Data items
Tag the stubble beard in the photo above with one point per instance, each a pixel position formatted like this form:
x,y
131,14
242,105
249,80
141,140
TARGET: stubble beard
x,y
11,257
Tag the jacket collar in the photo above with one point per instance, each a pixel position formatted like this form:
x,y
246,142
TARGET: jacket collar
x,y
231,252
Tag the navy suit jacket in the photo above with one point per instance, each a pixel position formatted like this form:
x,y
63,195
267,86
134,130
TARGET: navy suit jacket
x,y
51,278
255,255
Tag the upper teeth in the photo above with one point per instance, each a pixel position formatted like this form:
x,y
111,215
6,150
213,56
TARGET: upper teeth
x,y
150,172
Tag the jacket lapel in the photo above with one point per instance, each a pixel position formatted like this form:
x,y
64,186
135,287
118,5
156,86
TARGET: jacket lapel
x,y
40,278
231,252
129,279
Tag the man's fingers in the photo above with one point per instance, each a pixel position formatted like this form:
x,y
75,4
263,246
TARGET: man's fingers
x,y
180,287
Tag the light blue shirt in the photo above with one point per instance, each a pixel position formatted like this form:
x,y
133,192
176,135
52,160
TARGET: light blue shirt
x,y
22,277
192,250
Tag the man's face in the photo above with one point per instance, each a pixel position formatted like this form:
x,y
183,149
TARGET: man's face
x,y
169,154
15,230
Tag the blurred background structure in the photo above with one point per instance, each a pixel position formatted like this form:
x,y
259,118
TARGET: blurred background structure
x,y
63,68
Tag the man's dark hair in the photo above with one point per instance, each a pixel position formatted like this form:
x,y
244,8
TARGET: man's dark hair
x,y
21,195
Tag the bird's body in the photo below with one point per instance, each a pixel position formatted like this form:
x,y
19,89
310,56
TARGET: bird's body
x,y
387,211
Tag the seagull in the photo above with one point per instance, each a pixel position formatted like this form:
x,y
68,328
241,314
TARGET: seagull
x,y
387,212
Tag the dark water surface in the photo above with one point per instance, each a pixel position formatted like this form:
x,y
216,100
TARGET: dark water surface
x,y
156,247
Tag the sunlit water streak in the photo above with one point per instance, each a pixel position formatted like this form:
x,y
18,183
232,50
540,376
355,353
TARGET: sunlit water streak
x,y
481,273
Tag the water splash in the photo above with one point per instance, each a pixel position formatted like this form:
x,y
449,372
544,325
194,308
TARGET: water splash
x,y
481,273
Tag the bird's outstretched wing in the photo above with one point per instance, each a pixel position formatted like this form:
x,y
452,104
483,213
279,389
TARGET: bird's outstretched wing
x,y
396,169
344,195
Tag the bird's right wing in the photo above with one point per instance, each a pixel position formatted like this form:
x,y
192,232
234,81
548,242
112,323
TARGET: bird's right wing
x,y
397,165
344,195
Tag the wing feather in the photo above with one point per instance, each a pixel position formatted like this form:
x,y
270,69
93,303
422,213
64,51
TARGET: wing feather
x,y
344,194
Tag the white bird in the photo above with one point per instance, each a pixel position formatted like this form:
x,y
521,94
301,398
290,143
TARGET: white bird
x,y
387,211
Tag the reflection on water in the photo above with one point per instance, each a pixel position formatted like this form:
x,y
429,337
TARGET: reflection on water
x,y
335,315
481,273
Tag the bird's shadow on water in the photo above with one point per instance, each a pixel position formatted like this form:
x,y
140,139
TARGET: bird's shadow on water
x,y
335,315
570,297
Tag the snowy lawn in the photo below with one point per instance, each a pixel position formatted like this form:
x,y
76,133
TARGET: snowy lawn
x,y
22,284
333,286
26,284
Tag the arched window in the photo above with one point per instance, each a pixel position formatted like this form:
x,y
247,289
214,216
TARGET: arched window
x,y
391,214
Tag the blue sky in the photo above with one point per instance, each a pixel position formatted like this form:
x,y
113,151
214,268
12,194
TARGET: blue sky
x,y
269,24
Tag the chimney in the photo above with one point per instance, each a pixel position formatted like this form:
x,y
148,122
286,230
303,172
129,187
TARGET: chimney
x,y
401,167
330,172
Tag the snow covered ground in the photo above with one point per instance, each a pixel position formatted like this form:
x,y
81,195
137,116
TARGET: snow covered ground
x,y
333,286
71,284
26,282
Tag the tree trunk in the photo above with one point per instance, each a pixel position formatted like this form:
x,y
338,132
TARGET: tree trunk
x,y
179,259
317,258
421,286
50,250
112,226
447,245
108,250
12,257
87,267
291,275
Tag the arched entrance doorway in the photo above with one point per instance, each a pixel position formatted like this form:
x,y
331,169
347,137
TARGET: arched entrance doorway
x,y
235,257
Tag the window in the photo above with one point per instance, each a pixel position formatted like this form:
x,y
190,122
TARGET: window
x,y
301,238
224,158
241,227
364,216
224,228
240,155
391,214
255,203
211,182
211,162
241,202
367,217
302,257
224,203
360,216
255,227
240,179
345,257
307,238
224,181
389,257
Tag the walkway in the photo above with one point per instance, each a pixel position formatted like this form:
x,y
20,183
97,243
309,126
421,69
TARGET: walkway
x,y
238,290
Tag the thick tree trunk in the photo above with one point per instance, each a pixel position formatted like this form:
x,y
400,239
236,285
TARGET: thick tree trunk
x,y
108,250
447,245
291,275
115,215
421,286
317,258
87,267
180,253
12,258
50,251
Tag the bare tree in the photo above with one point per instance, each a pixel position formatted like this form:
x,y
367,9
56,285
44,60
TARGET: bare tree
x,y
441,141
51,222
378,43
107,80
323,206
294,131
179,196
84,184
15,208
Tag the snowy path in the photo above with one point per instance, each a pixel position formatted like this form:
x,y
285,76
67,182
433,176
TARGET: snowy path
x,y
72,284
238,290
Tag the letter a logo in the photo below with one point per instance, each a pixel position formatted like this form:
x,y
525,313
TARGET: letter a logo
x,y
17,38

- EXERCISE DETAILS -
Pull out the lines from the one containing "Tag the letter" through the end of the items above, and reproduce them without any change.

- ANSWER -
Tag the letter a logo in the photo below with one point per instance, each a pixel position formatted like this form:
x,y
525,313
TARGET: letter a logo
x,y
17,38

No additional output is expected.